### PASSAGE PROVIDED
*** Begin section ***
Saturday, May 17, 2014

Bishop - California 2014

I left Kanab at 5:30 AM and arrived at the Elks Lodge in North Las Vegas , Nevada, at 10:00 AM. It was hot already and I chose an electric site. I turned on the air conditioner right away.
After lunch I drove to Henderson and visited Mark, a friend who I met ten years ago at the Elks Lodge in Oceanside, California. He does not travel anymore since he bought a business.
From Mark’s shop I drove to the Henderson Elks Lodge. Tom and Mary Jane had just arrived. There was also Gene. I had not seen him since last year’s summer trip.
Back at the motorhome I had to make a change. Another motorhome had arrived and as soon as the owner attached his electrical cable to the box, and turned on his air conditioner, I lost power.
As soon as I turned on the air conditioner again, the power shut off again. The surge protector on my motorhome noticed low voltage and shut off the electricity. Mark, who stayed here for a long time, told me to use a site near number 1. So I moved from site nine to site 7. Site 7 has a 50 Ampere outlet. Whether it is a true 50 Ampere outlet I do not know, but it worked. The temperature in Las Vegas was 100 degrees F. today.
While I was in Henderson I went to the library. They told me to fill out a form to get a library card. I did that on the computer, and the computer told me that my application cannot be accepted because a person with that name has a library card already. I had forgotten that I did that two years ago. The card is not a physical card. It is a user name and a password.

This was another hot day. Tomorrow it will be a lot cooler. I left at 8:00 AM for the Las Vegas Strip.
The Mirage is still there. Sometimes buildings disappear in Las Vegas and new, bigger ones take their place.

Siegfried and Roy made a lot of money for the Mirage and the casino displays this statue next to Las Vegas Boulevard. 

Ceasars Palace has a lot of expensive shops on their property. 

I spent some time inside the Belagio. It is beautiful and colorful. 

Across the street is the Eiffel Tower. 

Nobody was in the gondolas at the Venetian. 

Water is used everywhere. 

I had parked my car at the Treasure Island Casino. 

I left North Las Vegas at 4:30 AM. The plan was to drive to Tonopah and stay the night there. When I arrived at Beatty I noticed cool air coming through the vents. The town is at an elevation of 3,000 feet.
I changed my mind and headed west. Seven wild burros stood on the side of the road and were heading to town to beg for food.
It was 7:00 AM when I entered Death Valley National Park. 

Forty minutes later I was a Stove Pipe Wells. It was hot already. In the campground were two rental motorhomes. Europeans come to Death Valley when it is hot, to experience the heat.
*** End section ***
### PROMPT
Can you rewrite the travel journal from "The Mirage is" to "Las Vegas Boulevard.", replacing "statue" with "sculpture"?

### DATA
*** Begin section ***
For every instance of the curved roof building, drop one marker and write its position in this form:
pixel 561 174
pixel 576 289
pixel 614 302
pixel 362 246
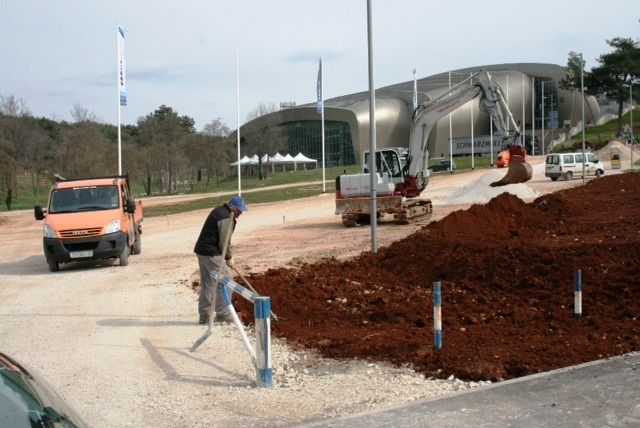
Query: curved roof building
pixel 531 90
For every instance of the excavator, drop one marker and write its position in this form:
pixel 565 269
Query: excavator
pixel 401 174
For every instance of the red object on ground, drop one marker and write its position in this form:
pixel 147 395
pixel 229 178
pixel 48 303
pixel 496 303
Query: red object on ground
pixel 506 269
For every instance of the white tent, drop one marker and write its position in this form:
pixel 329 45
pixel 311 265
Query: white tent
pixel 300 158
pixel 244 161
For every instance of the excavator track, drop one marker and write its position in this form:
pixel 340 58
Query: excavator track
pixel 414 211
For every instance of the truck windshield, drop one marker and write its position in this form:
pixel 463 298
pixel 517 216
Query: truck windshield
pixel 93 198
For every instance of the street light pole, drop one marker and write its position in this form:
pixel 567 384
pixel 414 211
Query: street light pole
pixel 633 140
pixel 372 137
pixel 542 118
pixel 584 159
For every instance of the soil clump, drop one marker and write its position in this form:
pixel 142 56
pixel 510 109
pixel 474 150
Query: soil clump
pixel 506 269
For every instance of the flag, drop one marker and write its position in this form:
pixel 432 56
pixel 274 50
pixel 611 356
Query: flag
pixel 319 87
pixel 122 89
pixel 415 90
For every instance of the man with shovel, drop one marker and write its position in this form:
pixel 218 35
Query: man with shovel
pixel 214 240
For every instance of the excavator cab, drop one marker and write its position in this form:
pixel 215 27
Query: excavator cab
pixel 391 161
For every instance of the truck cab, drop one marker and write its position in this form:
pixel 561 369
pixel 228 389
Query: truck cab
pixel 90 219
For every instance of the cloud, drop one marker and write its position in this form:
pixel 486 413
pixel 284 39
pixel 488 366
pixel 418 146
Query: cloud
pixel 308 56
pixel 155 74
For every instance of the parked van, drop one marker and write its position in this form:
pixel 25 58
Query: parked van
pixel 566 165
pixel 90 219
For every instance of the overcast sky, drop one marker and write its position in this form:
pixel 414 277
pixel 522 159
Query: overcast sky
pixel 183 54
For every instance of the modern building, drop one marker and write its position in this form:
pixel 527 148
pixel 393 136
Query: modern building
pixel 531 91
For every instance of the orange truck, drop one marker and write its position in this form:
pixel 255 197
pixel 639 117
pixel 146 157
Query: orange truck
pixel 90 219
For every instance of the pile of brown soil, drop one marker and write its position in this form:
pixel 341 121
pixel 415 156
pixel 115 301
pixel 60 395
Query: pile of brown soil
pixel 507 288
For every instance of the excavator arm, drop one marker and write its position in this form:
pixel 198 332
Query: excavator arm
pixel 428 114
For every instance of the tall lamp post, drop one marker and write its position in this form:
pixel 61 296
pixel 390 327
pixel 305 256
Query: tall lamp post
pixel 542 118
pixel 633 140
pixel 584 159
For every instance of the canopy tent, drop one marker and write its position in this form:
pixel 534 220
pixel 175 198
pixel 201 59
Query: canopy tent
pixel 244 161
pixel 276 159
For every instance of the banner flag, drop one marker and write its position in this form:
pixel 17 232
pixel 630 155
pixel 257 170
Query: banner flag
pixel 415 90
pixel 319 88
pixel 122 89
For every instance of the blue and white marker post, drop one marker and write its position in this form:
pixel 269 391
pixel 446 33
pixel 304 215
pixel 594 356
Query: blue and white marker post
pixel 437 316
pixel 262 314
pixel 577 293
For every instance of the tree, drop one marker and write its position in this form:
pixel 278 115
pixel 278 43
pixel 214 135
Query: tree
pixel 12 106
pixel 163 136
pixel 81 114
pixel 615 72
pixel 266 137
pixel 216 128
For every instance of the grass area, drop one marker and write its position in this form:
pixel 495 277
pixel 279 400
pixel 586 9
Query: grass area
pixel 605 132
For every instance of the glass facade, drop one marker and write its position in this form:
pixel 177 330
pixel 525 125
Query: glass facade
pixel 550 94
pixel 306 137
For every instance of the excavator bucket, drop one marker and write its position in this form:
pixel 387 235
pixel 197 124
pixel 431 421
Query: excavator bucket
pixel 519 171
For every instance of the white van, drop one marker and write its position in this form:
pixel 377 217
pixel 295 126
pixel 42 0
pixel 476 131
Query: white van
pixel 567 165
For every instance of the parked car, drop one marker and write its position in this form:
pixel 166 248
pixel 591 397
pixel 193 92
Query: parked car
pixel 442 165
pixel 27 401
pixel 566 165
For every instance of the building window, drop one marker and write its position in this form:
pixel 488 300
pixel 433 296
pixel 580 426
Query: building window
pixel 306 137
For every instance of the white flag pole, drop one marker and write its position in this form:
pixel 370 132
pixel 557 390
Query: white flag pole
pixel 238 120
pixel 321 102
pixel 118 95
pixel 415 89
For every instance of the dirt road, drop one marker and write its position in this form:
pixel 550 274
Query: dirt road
*** End section ***
### TASK RESPONSE
The Mirage is still there. Sometimes buildings disappear in Las Vegas and new, bigger ones take their place.

Siegfried and Roy made a lot of money for the Mirage and the casino displays this sculpture next to Las Vegas Boulevard.